:: Challenge ::
Each line of the listing must be transcribed exactly, except for the images, which should be excluded.

[Data records]
┌──

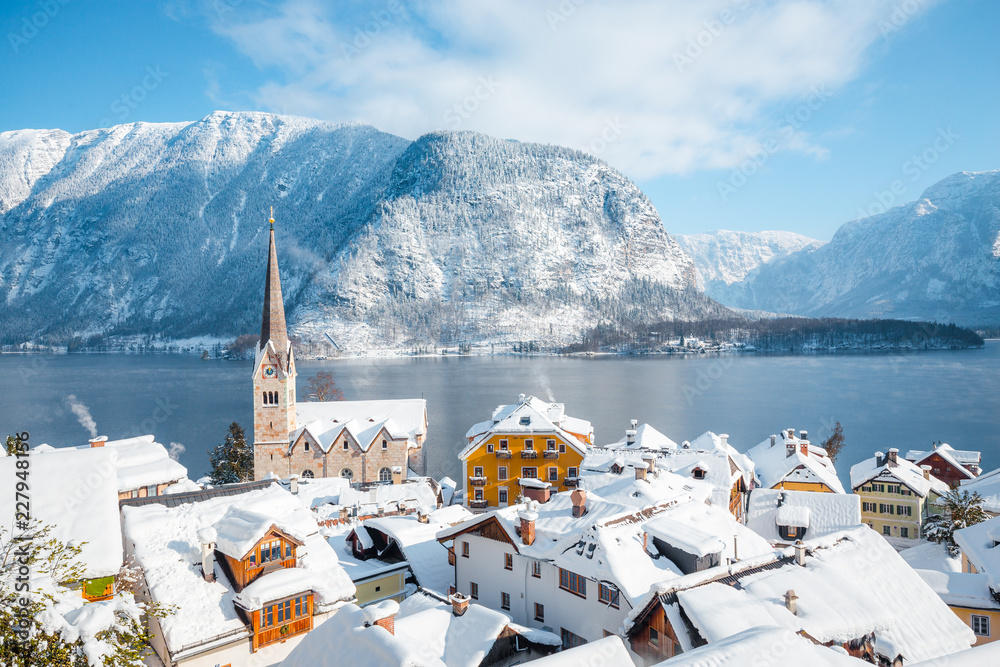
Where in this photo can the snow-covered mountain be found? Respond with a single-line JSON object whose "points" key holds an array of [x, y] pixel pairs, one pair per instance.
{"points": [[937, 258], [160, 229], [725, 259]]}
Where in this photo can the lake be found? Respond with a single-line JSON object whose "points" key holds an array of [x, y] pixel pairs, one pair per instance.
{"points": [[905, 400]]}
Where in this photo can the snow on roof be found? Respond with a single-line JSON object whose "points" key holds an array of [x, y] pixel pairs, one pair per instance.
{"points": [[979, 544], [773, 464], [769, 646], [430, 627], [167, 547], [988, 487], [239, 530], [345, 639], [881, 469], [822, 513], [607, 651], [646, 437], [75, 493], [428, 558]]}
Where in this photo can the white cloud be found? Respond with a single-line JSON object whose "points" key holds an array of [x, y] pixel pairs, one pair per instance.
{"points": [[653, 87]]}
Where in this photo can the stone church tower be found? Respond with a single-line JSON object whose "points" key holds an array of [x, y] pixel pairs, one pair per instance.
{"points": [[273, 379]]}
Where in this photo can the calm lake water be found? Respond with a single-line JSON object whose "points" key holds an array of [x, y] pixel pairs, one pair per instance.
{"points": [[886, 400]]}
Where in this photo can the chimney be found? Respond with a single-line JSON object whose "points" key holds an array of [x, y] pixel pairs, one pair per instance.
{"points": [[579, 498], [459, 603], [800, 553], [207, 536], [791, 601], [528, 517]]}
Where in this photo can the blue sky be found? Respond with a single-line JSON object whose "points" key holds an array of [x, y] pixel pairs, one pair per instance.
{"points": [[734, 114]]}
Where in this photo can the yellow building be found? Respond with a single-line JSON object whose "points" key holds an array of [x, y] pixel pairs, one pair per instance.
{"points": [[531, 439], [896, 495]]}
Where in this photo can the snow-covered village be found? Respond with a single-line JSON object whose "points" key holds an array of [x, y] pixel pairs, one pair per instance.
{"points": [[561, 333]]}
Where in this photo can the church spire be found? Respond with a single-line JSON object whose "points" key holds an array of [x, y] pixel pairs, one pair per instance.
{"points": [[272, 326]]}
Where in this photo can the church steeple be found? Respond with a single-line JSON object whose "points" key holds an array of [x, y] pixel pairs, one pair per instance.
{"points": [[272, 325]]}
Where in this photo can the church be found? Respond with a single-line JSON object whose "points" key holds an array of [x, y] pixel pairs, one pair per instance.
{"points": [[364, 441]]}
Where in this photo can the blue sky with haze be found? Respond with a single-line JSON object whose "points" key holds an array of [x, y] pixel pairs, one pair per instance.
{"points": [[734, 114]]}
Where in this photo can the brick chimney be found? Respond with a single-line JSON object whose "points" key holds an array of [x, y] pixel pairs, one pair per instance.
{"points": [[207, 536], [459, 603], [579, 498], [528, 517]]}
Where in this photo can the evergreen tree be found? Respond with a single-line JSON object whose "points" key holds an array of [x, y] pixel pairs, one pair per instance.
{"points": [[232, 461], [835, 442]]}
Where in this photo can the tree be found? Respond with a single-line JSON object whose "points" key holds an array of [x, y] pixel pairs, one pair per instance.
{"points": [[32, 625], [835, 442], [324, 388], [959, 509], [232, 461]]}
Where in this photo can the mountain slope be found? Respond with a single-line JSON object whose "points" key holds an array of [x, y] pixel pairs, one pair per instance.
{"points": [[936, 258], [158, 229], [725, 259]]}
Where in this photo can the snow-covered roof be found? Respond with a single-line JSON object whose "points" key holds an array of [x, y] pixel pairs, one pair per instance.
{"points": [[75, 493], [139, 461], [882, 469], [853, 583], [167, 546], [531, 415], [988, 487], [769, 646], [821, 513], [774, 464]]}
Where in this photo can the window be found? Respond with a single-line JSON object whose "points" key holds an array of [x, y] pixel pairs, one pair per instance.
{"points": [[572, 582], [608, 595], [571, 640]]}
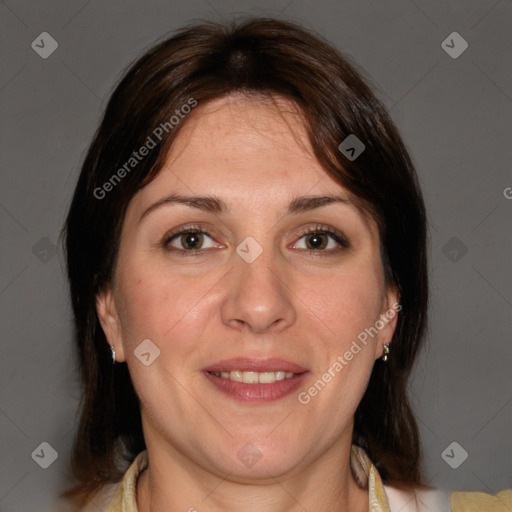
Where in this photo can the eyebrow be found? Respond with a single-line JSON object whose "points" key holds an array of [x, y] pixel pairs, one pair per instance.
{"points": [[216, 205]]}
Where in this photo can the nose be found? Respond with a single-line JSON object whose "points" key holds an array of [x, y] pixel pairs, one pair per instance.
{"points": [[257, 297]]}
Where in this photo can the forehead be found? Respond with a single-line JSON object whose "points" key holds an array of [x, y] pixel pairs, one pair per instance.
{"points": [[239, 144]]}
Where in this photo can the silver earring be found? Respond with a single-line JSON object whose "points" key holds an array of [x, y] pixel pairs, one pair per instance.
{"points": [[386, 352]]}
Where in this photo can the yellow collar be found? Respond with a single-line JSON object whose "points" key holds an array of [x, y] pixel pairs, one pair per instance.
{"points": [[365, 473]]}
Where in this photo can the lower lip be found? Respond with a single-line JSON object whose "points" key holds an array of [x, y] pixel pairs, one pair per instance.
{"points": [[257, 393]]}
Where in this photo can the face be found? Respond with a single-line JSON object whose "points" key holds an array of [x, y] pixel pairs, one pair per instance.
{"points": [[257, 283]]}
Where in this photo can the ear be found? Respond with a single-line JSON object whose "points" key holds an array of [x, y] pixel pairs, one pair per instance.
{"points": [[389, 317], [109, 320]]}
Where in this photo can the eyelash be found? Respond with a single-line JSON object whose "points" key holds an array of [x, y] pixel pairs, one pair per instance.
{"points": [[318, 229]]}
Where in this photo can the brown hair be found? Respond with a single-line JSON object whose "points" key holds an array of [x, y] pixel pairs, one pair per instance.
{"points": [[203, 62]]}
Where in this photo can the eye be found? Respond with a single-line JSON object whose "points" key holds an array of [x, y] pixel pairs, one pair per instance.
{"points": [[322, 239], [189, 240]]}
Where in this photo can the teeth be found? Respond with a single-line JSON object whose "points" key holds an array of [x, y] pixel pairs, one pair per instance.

└──

:: Response for this exercise ::
Where in this photo can the snow-covered mountain be found? Respond with a single-line JSON object whose "points" key holds an array of [x, y] pixel pairs, one pair per instance.
{"points": [[937, 258], [160, 229], [725, 259]]}
Where in this photo can the lake be found? Respond with a single-line JSON object whose "points" key holds an array of [x, y] pixel pairs, one pair per instance.
{"points": [[905, 400]]}
Where in this photo can the snow on roof be found? Respond with a single-line JSON object whose "points" key holds an array of [x, y] pixel pairs, one pair per instance.
{"points": [[979, 544], [773, 464], [769, 646], [430, 627], [167, 547], [988, 487], [239, 530], [345, 639], [881, 469], [822, 513], [607, 651], [646, 437], [75, 493], [428, 558]]}
Where in this photo can the white cloud be found? Respond with a single-line JSON object whose "points" key holds an array of [x, y] pixel pairs, one pair per instance.
{"points": [[653, 87]]}
Where in this photo can the stone church tower be found? Respond with a single-line JSON object whose "points" key holds an array of [x, y] pixel pairs, one pair per instance.
{"points": [[273, 379]]}
Where in this photo can the calm lake water be found? Respond with a single-line JSON object whose "points" key holds an array of [x, y] pixel pairs, one pair per instance.
{"points": [[886, 400]]}
Where in this photo can the chimney be found? Respond with a single-line JSON object whose "points" key holds an array of [x, y] pixel pairs, one pair per instance.
{"points": [[579, 498], [459, 603], [800, 553], [207, 536], [791, 601], [528, 517]]}
Where in this photo can the blue sky be found? Respond with a single-line JSON object whose "points" key holds an array of [x, y] pixel pairs, one pair per instance.
{"points": [[734, 114]]}
Where in this photo can the yellow building be found? Respond with a single-line JSON object whose "points" key holds an array of [x, y] pixel pairs, one pair per instance.
{"points": [[531, 439], [896, 495]]}
Where in this photo can the snow-covered village be found? Respond with a single-line JSON object whose "points" key holds an array of [x, y] pixel pairs, one pair per instance.
{"points": [[561, 333]]}
Where in this photo can the church spire be found? Respond with a single-line JSON object whose "points" key holds an array of [x, y] pixel pairs, one pair per instance.
{"points": [[272, 326]]}
Where in this photo can the church steeple be found? Respond with a single-line JSON object whose "points" key holds an array of [x, y] pixel pairs, one pair per instance.
{"points": [[272, 325]]}
Where in this photo can the church be found? Respond with a single-line JSON object whose "points" key holds an array of [x, y] pixel pairs, one pair per instance.
{"points": [[364, 441]]}
Where in this photo can the blue sky with haze be found? Respond with a single-line JSON object whose "points" key holds an array of [x, y] pixel pairs, one pair per instance.
{"points": [[734, 114]]}
Where in this photo can the brick chimney be found? Respond with a single-line JSON object whose "points" key holds an array of [x, y] pixel pairs, one pair per instance.
{"points": [[207, 536], [459, 603], [579, 498], [528, 517]]}
Where in this photo can the evergreen tree be found? Respond with a single-line JSON object whose "points" key holds an array of [x, y] pixel pairs, one pair per instance.
{"points": [[232, 461], [835, 442]]}
Where in this photo can the tree be found? Respond with a single-line JSON object whose "points" key holds an array of [x, y] pixel pairs, one pair per instance.
{"points": [[32, 625], [835, 442], [324, 388], [959, 509], [232, 461]]}
Where in this photo can the mountain slope be found? Respond with a single-line JSON object whose "points" key holds an array of [x, y] pixel pairs, one pair per instance.
{"points": [[936, 258], [158, 229], [725, 259]]}
Where in this photo can the snow-covered roof be found? Respond with a single-line JSON object whose "points" key holds an array of [x, y] pixel pairs, one pair per instance.
{"points": [[75, 493], [139, 461], [882, 469], [853, 583], [167, 546], [531, 415], [988, 487], [769, 646], [821, 513], [774, 464]]}
Where in this photo can the window be found? Respond with a single-line JSON object whose "points" key holds an array of [x, y] pixel pairs, one pair per instance.
{"points": [[572, 582], [608, 595], [571, 640]]}
Where in this photo can the eyebrow be found? Respond with a single-line JSON object whose "points" key holds an array of [x, y] pixel pairs, one pair per instance.
{"points": [[216, 205]]}
Where in this photo can the nose be found? Respond with a single-line JSON object whose "points" key holds an array of [x, y] pixel pairs, one pair per instance.
{"points": [[257, 297]]}
Where in this photo can the forehead be found? Respond with a single-line JSON object whose "points" key holds an array of [x, y] pixel pairs, one pair per instance.
{"points": [[239, 144]]}
Where in this photo can the silver earring be found? Respond with a single-line JSON object whose "points" key holds an array of [x, y] pixel pairs, one pair per instance.
{"points": [[386, 352]]}
Where in this photo can the yellow collar be found? Respond with a single-line JSON object whose "points" key holds an array of [x, y] pixel pairs, one pair per instance.
{"points": [[365, 473]]}
Where in this photo can the lower lip be found? Respond with a single-line JSON object whose "points" key holds an array of [x, y] pixel pairs, one pair per instance.
{"points": [[257, 393]]}
Where in this photo can the face be found? Respond with a single-line JSON object whose "points" key holds an array of [x, y] pixel pairs, one pair per instance.
{"points": [[257, 283]]}
Where in this photo can the ear be found? Respond with a single-line JSON object whose "points" key holds an array of [x, y] pixel pairs, one pair per instance.
{"points": [[389, 317], [109, 320]]}
Where in this photo can the eyelash be found? Respond with a single-line JSON object whose "points" key holds an array of [x, y] pixel pairs, one pair per instance.
{"points": [[318, 229]]}
Where in this photo can the brown hair be found? Respond with a single-line JSON object whose "points" key holds an array of [x, y] pixel pairs, one pair per instance.
{"points": [[203, 62]]}
Where in this photo can the eye be found? Respond with a single-line JSON object whose "points" key holds an array of [x, y] pixel pairs, one pair per instance.
{"points": [[322, 239], [189, 240]]}
Where in this photo can the teeth be found? Respond with a single-line JSON object whose "points" key holds an array of [x, y] pixel pairs, one pair per instance.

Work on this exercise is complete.